# [What is asked]
Collect every line of the records below that contains the string "evenodd", and copy each one in full.

# [Material to process]
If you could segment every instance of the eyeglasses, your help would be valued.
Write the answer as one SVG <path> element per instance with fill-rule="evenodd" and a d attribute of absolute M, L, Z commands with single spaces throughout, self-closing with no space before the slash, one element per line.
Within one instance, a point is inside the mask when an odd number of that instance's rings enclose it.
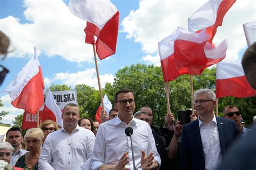
<path fill-rule="evenodd" d="M 4 155 L 6 157 L 10 157 L 11 156 L 11 152 L 7 152 L 7 153 L 4 153 L 4 152 L 0 152 L 0 158 L 3 158 Z"/>
<path fill-rule="evenodd" d="M 109 115 L 109 117 L 117 117 L 118 116 L 118 114 L 113 114 L 113 115 Z"/>
<path fill-rule="evenodd" d="M 47 132 L 48 131 L 49 131 L 50 132 L 52 132 L 56 131 L 56 130 L 54 128 L 43 128 L 43 131 L 44 132 Z"/>
<path fill-rule="evenodd" d="M 199 103 L 199 104 L 204 104 L 206 103 L 207 102 L 210 101 L 213 101 L 212 100 L 199 100 L 198 101 L 194 101 L 194 104 Z"/>
<path fill-rule="evenodd" d="M 225 115 L 224 116 L 227 116 L 228 117 L 232 117 L 233 116 L 234 116 L 234 114 L 235 114 L 235 115 L 237 116 L 239 116 L 241 115 L 241 113 L 239 111 L 230 112 L 229 113 L 227 113 L 226 115 Z"/>
<path fill-rule="evenodd" d="M 126 103 L 127 103 L 127 102 L 129 102 L 130 105 L 133 105 L 135 103 L 135 100 L 134 100 L 133 99 L 130 99 L 129 100 L 120 100 L 120 101 L 118 101 L 118 102 L 120 102 L 120 104 L 121 104 L 123 105 L 126 105 Z"/>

# [Solved exercise]
Write the answer as one SVG <path> element per instance with fill-rule="evenodd" and a d attribute of absolute M, L, Z commands with single spaces throughout, self-closing with no space before the slash, one element per line.
<path fill-rule="evenodd" d="M 4 155 L 6 157 L 10 157 L 11 156 L 11 152 L 7 152 L 7 153 L 4 153 L 4 152 L 0 152 L 0 158 L 3 158 Z"/>
<path fill-rule="evenodd" d="M 109 115 L 109 117 L 117 117 L 118 116 L 118 114 L 113 114 L 113 115 Z"/>
<path fill-rule="evenodd" d="M 47 132 L 48 131 L 49 131 L 50 132 L 52 132 L 56 131 L 56 130 L 54 128 L 43 128 L 43 131 L 44 132 Z"/>
<path fill-rule="evenodd" d="M 199 103 L 199 104 L 204 104 L 206 103 L 207 102 L 210 101 L 213 101 L 212 100 L 199 100 L 198 101 L 194 101 L 194 104 Z"/>
<path fill-rule="evenodd" d="M 225 115 L 224 116 L 227 116 L 228 117 L 232 117 L 233 116 L 234 116 L 234 114 L 235 114 L 235 115 L 237 116 L 239 116 L 241 115 L 241 113 L 239 111 L 230 112 L 229 113 L 227 113 L 226 115 Z"/>
<path fill-rule="evenodd" d="M 126 103 L 127 103 L 127 102 L 129 102 L 130 105 L 133 105 L 135 103 L 135 100 L 134 100 L 133 99 L 130 99 L 129 100 L 120 100 L 120 101 L 118 101 L 118 102 L 120 102 L 120 104 L 121 104 L 123 105 L 126 105 Z"/>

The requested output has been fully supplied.